QUOTED TEXT:

I have seen slower spidering this past month on several sites - and even slower indexing of what was spidered. However, not quite as dramatic as your report. As with almost any we notice on a limited sample of sites, there are reports to the opposite, too - see Google is gulping my new pages [webmasterworld.com].
From reports in the forum here, my sense of April was that Google was focused on some new ranking changes and a lot of their spidering and indexing was throttled during that period.
I can verify that our main site is having the exact same thing occur. The crawling stats were not updated for most of March and when they came back in April, they were almost totally flat.
Our logs verify that googlebot is now 3rd behind Y and then MSN. For the last few years it was always first... by a large margin.
Same issue here. Across all sites googlebot activity has slowed to a ... crawl.
Think it might have anything to do with the new form crawling announced a couple of weeks ago?
I see 90% less crawling and indexing all over the place, maybe they just need their horse power to crank out another penalty?
[edited by: SEOPTI at 2:55 pm (utc) on April 26, 2008]
I'm seeing the same thing with new domains. January to March was okay but starting in April it was very hard to get Googlebot to crawl not to mention having pages actually appear in the index.
Same thing here, glad to see is not just me. Almost had heart attack when I saw the graph drop off to nothing.
I sure wish we could get some word from g about this. I'm even seeing y and m/l gobbling up pages that g would've devoured almost instantly just 1-2 months ago.
Googlebot is still crawling us a bit less than it normally would. However, it seems to have recovered from crawling almost nothing to crawling about 10-20% less than normal.
The graphs on Google's webmaster central don't show the partial recovery yet. They seem to be infrequently updated.
Glad to see this topic...I have millions of pages spread across hundreds of sitemaps. I parse my logs daily to see what Googlebot is doing, and my totals for April are 1) way down from previous months and 2) much more volatile from day to day. I saw a lot of days in February and March in the 150,000-200,000 range of pages crawled per day. By comparison, here are the last couple weeks:
(note that these numbers include both general spidering and sitemap crawling)
Those three days starting 4/22 had me tearing my hair out. I did an early check on today, and I can see the total is going to be considerably down again from yesterday (probably sub-50,000).

DATASET:
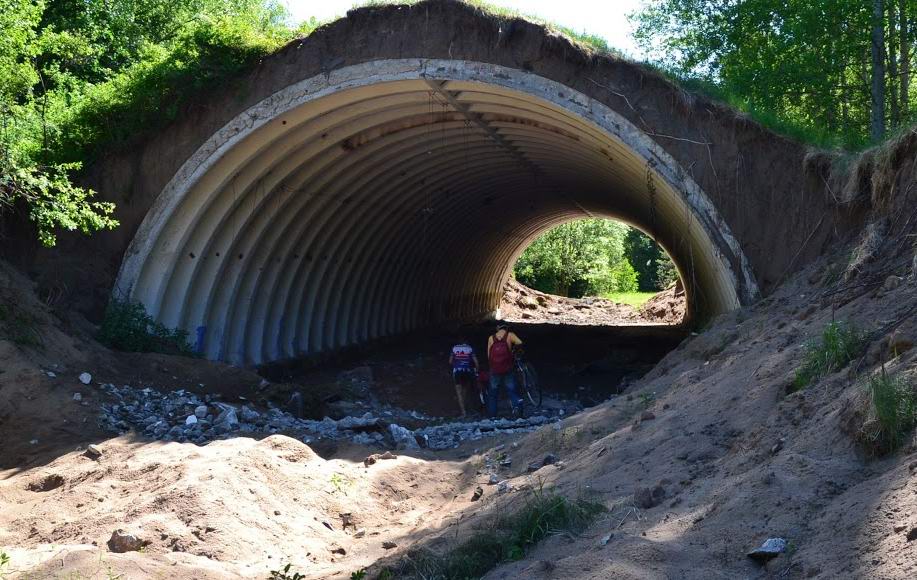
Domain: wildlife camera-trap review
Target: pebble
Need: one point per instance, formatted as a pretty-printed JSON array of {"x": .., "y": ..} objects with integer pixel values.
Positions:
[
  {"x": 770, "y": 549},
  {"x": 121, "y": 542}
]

PROBLEMS TO WORK ON:
(A) In the forum thread about slower Googlebot crawling, what daily range of pages crawled did one poster see on many days in February and March?
(B) Please write the next part of the forum thread about slower Googlebot crawling, picking up after its final sentence.

TASK RESPONSES:
(A) 150,000 to 200,000 pages crawled per day.

(B)
A month ago I was hoping to spend some time seeing if I could speed my pages up even more to get Googlebot firing through my site even faster...now I'm afraid to do anything, since spikes in the crawl could be a result of something I screwed up or Googlebot just deciding to shut down for three days.
Back in March I introduced gzip to my site--I expected it to speed up Googlebot, but it seems to have done nothing...but then again, with spikes like these, how would I know?
Welcome to the forums k_m_a, and thank you very much for the stats. That gives a concrete face to what many here are feeling about googlebot in April.
I'll share a few data as well - April is in general significantly below March - these are totals, international domains were affected most (up to 90%):
4/14/2008 529k 4/14/2008 218k
4/15/2008 459k 4/15/2008 213k
4/16/2008 365k 4/16/2008 252k
4/17/2008 221k 4/17/2008 195k
4/18/2008 349k 4/18/2008 224k
4/19/2008 408k 4/19/2008 245k
4/20/2008 499k 4/20/2008 279k
4/21/2008 479k 4/21/2008 273k
4/22/2008 126k 4/22/2008 248k
4/23/2008 154k 4/23/2008 32k
4/24/2008 85k 4/24/2008 28k
4/25/2008 499k 4/25/2008 279k
4/26/2008 453k 4/26/2008 323k
4/27/2008 532k 4/27/2008 315k
4/28/2008 461k 4/28/2008 322k
4/29/2008 495k 4/29/2008 323k
Hope that helps ...
The 17th, 23rd, and 24th were the weakest days for us as well. The stats pretty much mirror exactly what kms11 is showing.
I think it is pretty clear that Googlebot itself was having problems those days as opposed to not crawling popular sites as much for algorithmic reasons. (Which takes a load off of my mind.)
Yahoo crawls deeper these days. Google seems not to have enough CPU to crawl constantly.
[edited by: SEOPTI at 2:51 pm (utc) on May 1, 2008]
Really? I thought Google was crawling deeper too. Picking up those long tail URL's and the like.
I know for certain they are on our site anyway. ;)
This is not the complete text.